### [Task set]
a – Answer these questions using the post about Hogan's suit against Bollea.
(i) What is the title of Bollea's memoir?
(ii) How many pages long is the civil suit Hogan filed?
(iii) Who is Hogan's attorney?
b – In the post about Hogan's suit against Bollea, repeat word for word the passage starting at "The revelation of" and ending at "St. Petersburg Times.".

### [Source]
## begin
As the Telegraph is reporting, Bollea recently claimed that Hogan is gay and had an affair with wrestler Brutus Beefcake. She also accused the wrestler of being prone to violent, threatening outbursts during their marriage.

US Weekly notes that in her memoir, "Wrestling The Hulk: My Life Against the Ropes," Bollea writes, Hogan "...tore my clothes, threw lamps, and held me down on the bed with his hands around my throat during arguments... I was always afraid he would kill me in one of his rages."

The revelation of Hogan's supposed affair with Beefcake occurred while she was promoting the book.

Thursday Hogan fired back by filing an 18-page civil suit against Bollea claiming he was defamed reports the St. Petersburg Times.

Hogan's attorney, Wil Florin, told to the paper, "He's being accused of all sorts of vile conduct that he did not commit," adding, "Miss Bollea's made enough of these outrageous allegations that it's time they stop. The only realistic way of making them stop is through the court system."
Hogan himself said:

_ *"If any of that was true, I would admit it, and (if) I was a homosexual I would embrace it. It's just so crazy to hear, so I have a real problem with it... If you're going to say I'm something that I'm not to try to ruin my career and my livelihood... I have to answer her back. It's so ridiculous. I don't mean to laugh about it, because it's not funny. But it's insane. It doesn't make any sense to me."*_


----------



## IronAddict (Dec 15, 2011)

That's the lowest any female could go, calling you a homo, much less your ex wife!
## end
### [Data lines]
## begin
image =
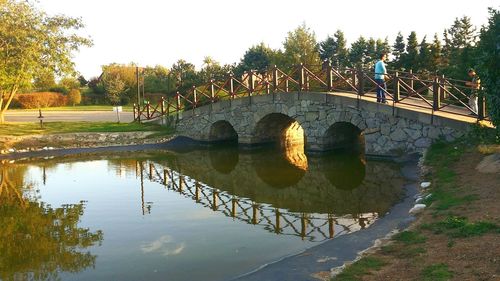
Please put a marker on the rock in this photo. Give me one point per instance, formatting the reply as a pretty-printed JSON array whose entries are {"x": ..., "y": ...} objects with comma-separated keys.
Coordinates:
[
  {"x": 490, "y": 164},
  {"x": 425, "y": 184},
  {"x": 417, "y": 209}
]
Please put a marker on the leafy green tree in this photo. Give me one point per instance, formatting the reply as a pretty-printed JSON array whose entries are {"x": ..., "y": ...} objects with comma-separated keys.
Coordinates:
[
  {"x": 258, "y": 57},
  {"x": 358, "y": 55},
  {"x": 488, "y": 57},
  {"x": 335, "y": 49},
  {"x": 74, "y": 97},
  {"x": 410, "y": 58},
  {"x": 460, "y": 40},
  {"x": 301, "y": 47},
  {"x": 398, "y": 52},
  {"x": 114, "y": 87},
  {"x": 435, "y": 50},
  {"x": 32, "y": 42}
]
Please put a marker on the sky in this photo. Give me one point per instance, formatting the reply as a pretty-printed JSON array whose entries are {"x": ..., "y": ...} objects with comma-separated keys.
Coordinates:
[{"x": 159, "y": 32}]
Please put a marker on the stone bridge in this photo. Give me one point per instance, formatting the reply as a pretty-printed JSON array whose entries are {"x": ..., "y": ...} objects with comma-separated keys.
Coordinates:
[{"x": 321, "y": 121}]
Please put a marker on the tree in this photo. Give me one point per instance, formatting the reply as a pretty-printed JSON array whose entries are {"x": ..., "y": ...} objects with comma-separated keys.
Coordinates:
[
  {"x": 334, "y": 49},
  {"x": 74, "y": 97},
  {"x": 258, "y": 57},
  {"x": 436, "y": 63},
  {"x": 114, "y": 87},
  {"x": 410, "y": 58},
  {"x": 398, "y": 51},
  {"x": 488, "y": 59},
  {"x": 301, "y": 47},
  {"x": 32, "y": 42},
  {"x": 358, "y": 55},
  {"x": 460, "y": 40}
]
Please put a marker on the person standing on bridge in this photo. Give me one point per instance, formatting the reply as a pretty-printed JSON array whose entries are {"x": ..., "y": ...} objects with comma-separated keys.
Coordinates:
[
  {"x": 380, "y": 74},
  {"x": 475, "y": 85}
]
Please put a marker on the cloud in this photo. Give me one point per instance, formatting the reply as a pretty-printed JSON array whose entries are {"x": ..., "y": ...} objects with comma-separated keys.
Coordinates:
[{"x": 163, "y": 245}]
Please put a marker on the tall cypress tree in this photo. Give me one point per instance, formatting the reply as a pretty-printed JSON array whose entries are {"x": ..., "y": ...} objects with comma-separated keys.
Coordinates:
[{"x": 398, "y": 51}]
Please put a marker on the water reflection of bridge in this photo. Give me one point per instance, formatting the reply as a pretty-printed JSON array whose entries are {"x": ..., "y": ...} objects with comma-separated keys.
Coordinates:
[{"x": 311, "y": 226}]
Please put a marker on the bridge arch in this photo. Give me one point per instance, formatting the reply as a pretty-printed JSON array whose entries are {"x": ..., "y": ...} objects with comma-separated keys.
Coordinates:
[
  {"x": 222, "y": 130},
  {"x": 343, "y": 135},
  {"x": 279, "y": 128}
]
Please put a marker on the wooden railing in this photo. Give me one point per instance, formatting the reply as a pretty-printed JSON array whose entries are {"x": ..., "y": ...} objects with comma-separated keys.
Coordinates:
[
  {"x": 432, "y": 92},
  {"x": 307, "y": 226}
]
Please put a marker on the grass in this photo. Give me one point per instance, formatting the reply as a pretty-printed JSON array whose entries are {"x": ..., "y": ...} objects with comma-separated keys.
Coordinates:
[
  {"x": 77, "y": 108},
  {"x": 460, "y": 227},
  {"x": 409, "y": 237},
  {"x": 20, "y": 129},
  {"x": 436, "y": 272},
  {"x": 359, "y": 268}
]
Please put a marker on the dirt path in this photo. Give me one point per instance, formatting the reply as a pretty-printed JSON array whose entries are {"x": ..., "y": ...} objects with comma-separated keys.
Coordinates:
[{"x": 457, "y": 237}]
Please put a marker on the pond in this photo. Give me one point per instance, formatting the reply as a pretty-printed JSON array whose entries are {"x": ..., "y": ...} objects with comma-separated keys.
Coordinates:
[{"x": 195, "y": 214}]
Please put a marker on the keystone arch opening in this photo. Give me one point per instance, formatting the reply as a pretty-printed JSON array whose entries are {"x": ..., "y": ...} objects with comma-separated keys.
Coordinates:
[
  {"x": 344, "y": 135},
  {"x": 279, "y": 129},
  {"x": 222, "y": 131}
]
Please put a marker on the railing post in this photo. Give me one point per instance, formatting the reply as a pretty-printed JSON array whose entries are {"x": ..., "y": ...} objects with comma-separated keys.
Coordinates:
[
  {"x": 275, "y": 79},
  {"x": 212, "y": 90},
  {"x": 231, "y": 86},
  {"x": 436, "y": 95},
  {"x": 162, "y": 106},
  {"x": 481, "y": 106},
  {"x": 301, "y": 78},
  {"x": 397, "y": 89},
  {"x": 411, "y": 80},
  {"x": 178, "y": 102},
  {"x": 361, "y": 81},
  {"x": 195, "y": 97},
  {"x": 250, "y": 83},
  {"x": 329, "y": 77}
]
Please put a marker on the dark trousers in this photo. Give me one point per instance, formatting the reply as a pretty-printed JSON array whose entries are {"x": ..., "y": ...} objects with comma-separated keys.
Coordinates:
[{"x": 381, "y": 87}]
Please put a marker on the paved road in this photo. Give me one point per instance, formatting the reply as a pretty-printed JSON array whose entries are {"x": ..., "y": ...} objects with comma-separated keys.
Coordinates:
[{"x": 68, "y": 116}]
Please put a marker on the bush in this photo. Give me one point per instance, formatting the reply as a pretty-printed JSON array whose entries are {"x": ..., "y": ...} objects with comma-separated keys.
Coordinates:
[
  {"x": 41, "y": 99},
  {"x": 74, "y": 97}
]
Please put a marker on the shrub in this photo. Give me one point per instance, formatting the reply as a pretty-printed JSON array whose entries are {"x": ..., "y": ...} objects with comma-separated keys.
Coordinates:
[
  {"x": 41, "y": 99},
  {"x": 74, "y": 97}
]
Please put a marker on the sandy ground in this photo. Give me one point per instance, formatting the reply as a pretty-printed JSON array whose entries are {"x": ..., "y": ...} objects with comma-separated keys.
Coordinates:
## end
### [Replies]
a –
(i) "Wrestling The Hulk: My Life Against the Ropes"
(ii) 18 pages
(iii) Wil Florin

b –
The revelation of Hogan's supposed affair with Beefcake occurred while she was promoting the book.

Thursday Hogan fired back by filing an 18-page civil suit against Bollea claiming he was defamed reports the St. Petersburg Times.